[SUPPLIED DATA]
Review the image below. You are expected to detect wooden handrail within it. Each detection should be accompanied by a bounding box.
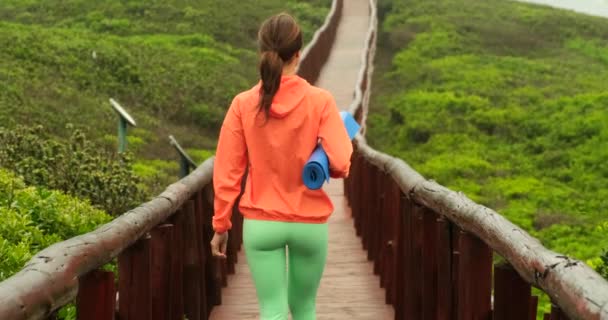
[347,1,608,319]
[297,0,343,84]
[0,158,215,319]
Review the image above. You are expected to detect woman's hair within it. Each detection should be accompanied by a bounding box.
[257,13,303,118]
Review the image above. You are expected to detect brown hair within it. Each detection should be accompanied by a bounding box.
[257,13,303,118]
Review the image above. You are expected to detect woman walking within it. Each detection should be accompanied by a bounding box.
[210,13,353,320]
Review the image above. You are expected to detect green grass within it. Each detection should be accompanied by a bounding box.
[370,0,608,277]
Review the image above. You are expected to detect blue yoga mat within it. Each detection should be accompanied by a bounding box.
[303,111,360,190]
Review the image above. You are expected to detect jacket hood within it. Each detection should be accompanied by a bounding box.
[257,75,309,118]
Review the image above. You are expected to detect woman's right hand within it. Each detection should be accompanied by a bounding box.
[211,232,229,259]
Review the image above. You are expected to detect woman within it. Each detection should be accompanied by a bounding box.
[210,13,353,320]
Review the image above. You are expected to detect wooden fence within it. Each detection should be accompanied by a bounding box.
[0,159,244,320]
[297,0,343,84]
[344,1,608,319]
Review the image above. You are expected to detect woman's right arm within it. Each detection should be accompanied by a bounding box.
[318,94,353,178]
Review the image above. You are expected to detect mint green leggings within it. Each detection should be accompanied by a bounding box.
[243,219,328,320]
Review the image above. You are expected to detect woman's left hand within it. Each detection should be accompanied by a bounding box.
[211,232,229,259]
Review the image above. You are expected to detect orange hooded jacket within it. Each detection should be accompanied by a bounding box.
[212,75,353,233]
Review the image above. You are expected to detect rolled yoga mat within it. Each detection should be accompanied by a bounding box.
[302,111,360,190]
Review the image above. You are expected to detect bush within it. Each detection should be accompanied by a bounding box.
[597,251,608,280]
[0,169,111,281]
[369,0,608,262]
[0,125,145,215]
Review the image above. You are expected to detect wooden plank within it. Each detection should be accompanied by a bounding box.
[150,224,173,320]
[118,236,151,320]
[401,197,413,319]
[421,208,438,320]
[183,200,201,320]
[194,192,209,318]
[170,210,185,320]
[76,270,115,320]
[451,229,463,320]
[470,234,492,319]
[394,195,406,320]
[408,204,424,319]
[494,263,532,320]
[530,296,539,320]
[436,217,452,320]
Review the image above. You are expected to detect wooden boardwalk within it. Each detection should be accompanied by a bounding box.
[210,1,394,319]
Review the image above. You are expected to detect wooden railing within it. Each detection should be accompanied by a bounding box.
[0,159,245,320]
[297,0,343,84]
[345,1,608,320]
[0,1,344,319]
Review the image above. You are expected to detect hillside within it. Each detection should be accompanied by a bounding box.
[369,0,608,264]
[0,0,330,193]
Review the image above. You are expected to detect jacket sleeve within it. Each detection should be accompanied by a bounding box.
[318,94,353,178]
[212,97,247,233]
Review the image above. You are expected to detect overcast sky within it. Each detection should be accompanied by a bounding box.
[515,0,608,18]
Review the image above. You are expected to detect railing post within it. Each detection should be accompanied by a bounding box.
[170,210,185,319]
[421,208,439,319]
[360,160,370,248]
[364,161,375,254]
[150,224,174,320]
[353,154,363,236]
[411,204,424,318]
[118,235,152,320]
[382,179,400,305]
[372,165,384,273]
[194,191,209,318]
[183,200,202,320]
[494,263,533,320]
[401,198,421,318]
[436,217,453,320]
[452,230,492,319]
[470,234,493,319]
[76,269,115,320]
[394,193,405,319]
[530,296,539,320]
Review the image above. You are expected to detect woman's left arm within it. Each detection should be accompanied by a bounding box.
[212,96,247,234]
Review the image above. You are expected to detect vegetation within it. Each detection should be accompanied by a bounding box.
[0,169,111,281]
[370,0,608,277]
[0,0,330,194]
[0,125,144,215]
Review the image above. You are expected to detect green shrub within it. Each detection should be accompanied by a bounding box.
[0,169,111,281]
[598,251,608,280]
[0,125,145,215]
[369,0,608,262]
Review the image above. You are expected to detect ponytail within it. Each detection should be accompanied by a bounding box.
[258,50,284,117]
[256,13,303,121]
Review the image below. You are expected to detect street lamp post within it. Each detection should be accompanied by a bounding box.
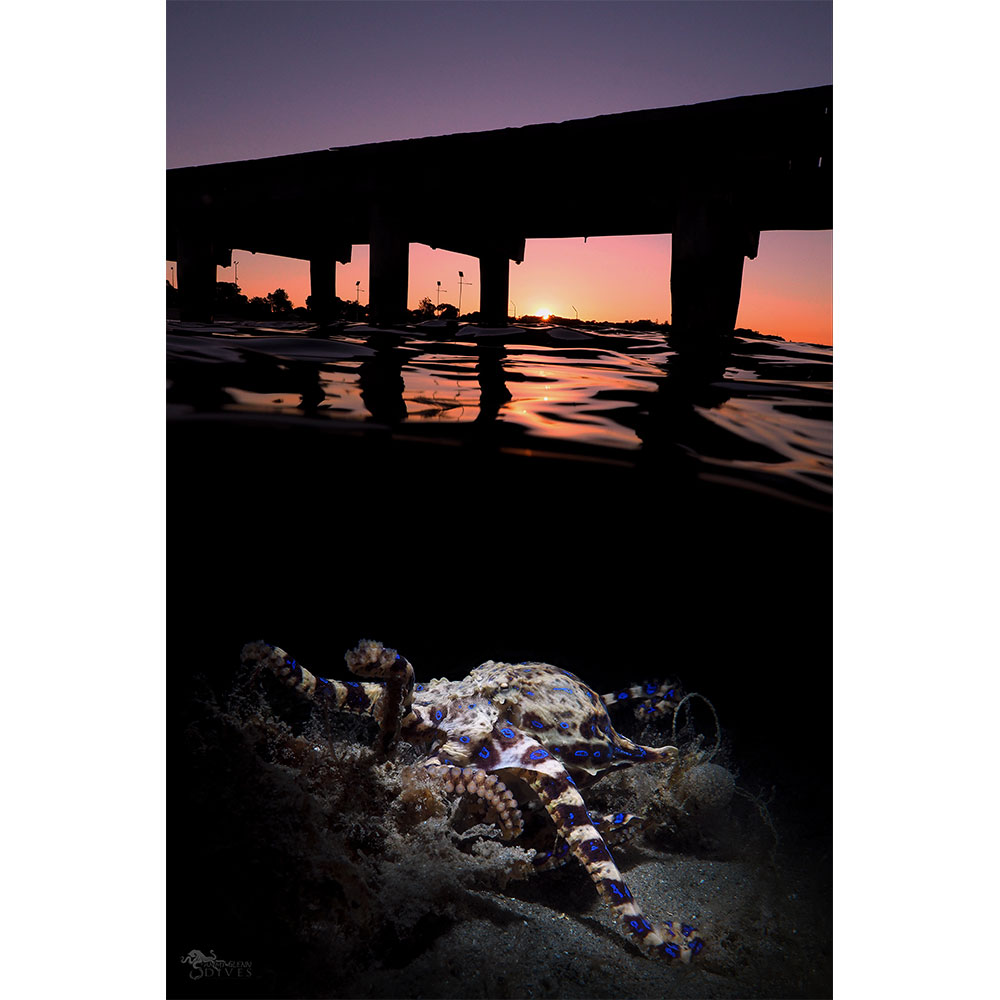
[457,270,472,317]
[509,299,516,321]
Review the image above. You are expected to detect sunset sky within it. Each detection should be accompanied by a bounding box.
[167,0,832,343]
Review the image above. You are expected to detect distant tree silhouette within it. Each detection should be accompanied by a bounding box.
[417,296,435,317]
[215,281,248,315]
[247,296,271,319]
[436,302,458,319]
[267,288,293,315]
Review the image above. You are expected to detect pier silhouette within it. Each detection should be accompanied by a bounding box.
[167,87,830,333]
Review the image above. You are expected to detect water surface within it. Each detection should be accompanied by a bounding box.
[167,320,831,510]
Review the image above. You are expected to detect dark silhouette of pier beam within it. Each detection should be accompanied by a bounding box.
[369,206,409,326]
[309,243,352,325]
[176,237,230,322]
[670,200,760,335]
[167,87,831,336]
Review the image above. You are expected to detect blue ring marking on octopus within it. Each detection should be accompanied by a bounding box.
[528,748,549,760]
[559,722,570,729]
[566,776,576,785]
[500,727,516,738]
[608,883,625,900]
[468,704,476,709]
[667,689,676,698]
[645,683,657,694]
[574,750,588,757]
[553,686,571,692]
[681,924,695,937]
[662,942,681,958]
[478,747,491,759]
[593,751,601,758]
[443,758,454,765]
[434,709,444,721]
[689,939,705,955]
[318,677,329,685]
[530,720,544,729]
[460,736,471,743]
[617,691,628,700]
[613,812,625,824]
[415,684,424,691]
[347,680,359,687]
[523,691,534,697]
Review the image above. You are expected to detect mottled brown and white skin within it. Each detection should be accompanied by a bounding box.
[240,638,705,962]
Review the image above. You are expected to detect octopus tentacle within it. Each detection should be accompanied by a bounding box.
[/SUPPLIED DATA]
[TASK ITEM] Retype all the data exactly. Omit pictures.

[ANSWER]
Review the image below. You are expected to detect wooden handrail within it. Each detection should be accompanied by a bounding box.
[347,1,608,319]
[297,0,343,84]
[0,158,215,319]
Review the image above. You are expected to detect woman's hair within it. Each detection should be accompanied by a bounding box.
[257,13,303,118]
Review the image above. You are expected to detect brown hair within it. Each detection should be accompanied by a bounding box.
[257,13,303,118]
Review the image above. You are expected to detect woman walking within it. Each detection should be accompanied by a bounding box.
[210,13,353,320]
Review the image above. You are expected to detect green grass within it. Each detection should be accompanied by a bounding box.
[370,0,608,277]
Review the image above. You are expected to detect blue yoga mat within it. Each detection should be accompanied by a bounding box.
[303,111,360,190]
Review the image above. You are expected to detect jacket hood within it. Each detection should be accompanied by a bounding box.
[257,75,309,118]
Review the image above. You are expected to detect woman's right hand within it. Each detection should be accompanied by a bounding box.
[211,232,229,259]
Review the image above. You are expected to detect woman within it. Each detection should be accompanied by a bounding box.
[210,13,353,320]
Review the image above. You are expected to detect wooden fence within it. Each detection should be accompanied by a bounding box.
[0,159,244,320]
[297,0,343,84]
[344,1,608,319]
Review the image above. You are expected to detect woman's right arm within it. Each detection should be accompanied by a bounding box.
[318,94,353,178]
Review the image above. You are expected to detect mint green leggings within it. Each detection should be accompanied by a bounding box.
[243,219,328,320]
Review the image above. You are expected to detect woman's left hand within it. Each detection should be accompanied by a bounding box.
[211,232,229,259]
Review the image above. You are expected to detect orange hooded jacket within it. Each detection should be accompanied by a bounding box.
[212,75,353,233]
Review the image above. You are expected to detect rolled yoga mat within it. Each detection should be accompanied by a bounding box.
[302,111,360,190]
Review the image above. You are expected to detect bush within it. Each detection should be accompanied by a bounding box.
[597,251,608,280]
[0,169,111,281]
[369,0,608,262]
[0,125,145,215]
Review the image above. You are expected to detect wooden plank within it. Each detection should be accompanied by a bounding box.
[150,224,173,320]
[118,236,151,320]
[401,197,413,319]
[421,208,438,320]
[183,200,201,320]
[194,192,209,318]
[170,210,185,320]
[76,270,115,320]
[451,229,463,320]
[470,234,492,319]
[394,195,406,320]
[408,204,424,319]
[494,263,532,320]
[530,296,539,320]
[436,217,452,320]
Review the image above. You are expected to detect wooden boardwalk within it. Each detection should be accompanied by a bounding box.
[210,1,394,319]
Review the image above. You are expected to detect wooden railing within it. Each detection should be accompanied by a bounding box.
[0,159,245,320]
[297,0,343,84]
[345,1,608,320]
[0,1,344,319]
Review the image above. You are expected to detect hillside within it. Each detection should be accompanied by a bounding box.
[369,0,608,264]
[0,0,330,193]
Review the image above. You are expected to detect jacket sleeve within it. Each detection should be accompanied by a bounding box.
[318,94,353,178]
[212,97,247,233]
Review the image above. You are expected to detect overcast sky within it. Each detection should be accompanied by a bounding box.
[515,0,608,18]
Review the image above. You are expected to detect railing post within it. Each detection should be accompanied by a bounding box.
[170,210,185,319]
[421,208,439,319]
[360,160,370,248]
[364,161,375,254]
[150,224,174,320]
[353,154,363,236]
[411,204,424,318]
[118,235,152,320]
[382,179,400,305]
[372,165,384,273]
[194,191,209,318]
[183,200,202,320]
[494,263,533,320]
[401,198,421,318]
[436,217,453,320]
[452,230,492,319]
[470,234,493,319]
[76,269,115,320]
[394,193,405,319]
[530,296,539,320]
Review the image above. You are expected to detect woman's left arm within it. Each detection should be accompanied by a bounding box.
[212,96,247,234]
Review the image above. You are expected to detect vegetation within it. Each detection should be accompanied by a bounding box.
[0,169,111,281]
[370,0,608,277]
[0,0,330,194]
[0,125,144,215]
Review the image above. You are expected to detect green shrub within it. Each detection should be accompanied by a bounding box.
[0,169,111,281]
[598,251,608,280]
[0,125,145,215]
[369,0,608,262]
Review the image above. You are expected to detect ponytail within it. Each detection should be accompanied by a bounding box.
[258,50,284,117]
[256,13,303,121]
Review the image below. You are expected to detect street lamp post within it. Each detection should be accompanied by a bounding box.
[457,270,472,317]
[509,299,516,321]
Review the image above. You are expected to detect sunset sky within it. Each detection should be accompanied by a bounding box.
[167,0,832,343]
Review the image above. You are expected to detect distant tree silhouette within it. Each detection should be accompanied by a bounding box.
[417,296,435,317]
[215,281,248,315]
[247,296,271,319]
[436,302,458,319]
[267,288,293,315]
Review the image above. You are expected to detect pier silhouette within it. Each detection should be accompanied by a bounding box.
[167,87,830,333]
Review the image above. You are expected to detect water surface within it. Each detection should be accompanied by a bounding box.
[167,320,831,510]
Review the image above. You are expected to detect dark silhouette of pier beam within it. Each detection should be accompanied by a bounding box.
[369,206,409,326]
[309,243,352,325]
[176,237,230,322]
[670,200,760,335]
[167,87,831,336]
Review the image above. You are expected to detect blue ring marking on octopus within it. Each detection should be accompanied by a bounding box.
[528,748,549,760]
[559,722,570,729]
[566,776,576,785]
[500,727,516,738]
[608,883,625,900]
[468,704,476,709]
[667,689,676,698]
[645,683,657,694]
[574,750,588,757]
[553,686,571,692]
[681,924,695,937]
[662,942,681,958]
[478,747,491,759]
[593,751,601,758]
[443,758,454,765]
[434,709,444,721]
[689,939,705,955]
[318,677,329,685]
[530,720,544,729]
[460,736,471,743]
[617,691,628,700]
[613,812,625,824]
[415,684,424,691]
[347,680,359,687]
[523,691,534,697]
Review the image above. You are expected to detect mottled brown and white skin within it. Each detection should be accompanied by a bounding box.
[240,638,705,962]
Review the image above. You are expected to detect octopus tentacle within it. Each detection should be accompanied by a bounding box.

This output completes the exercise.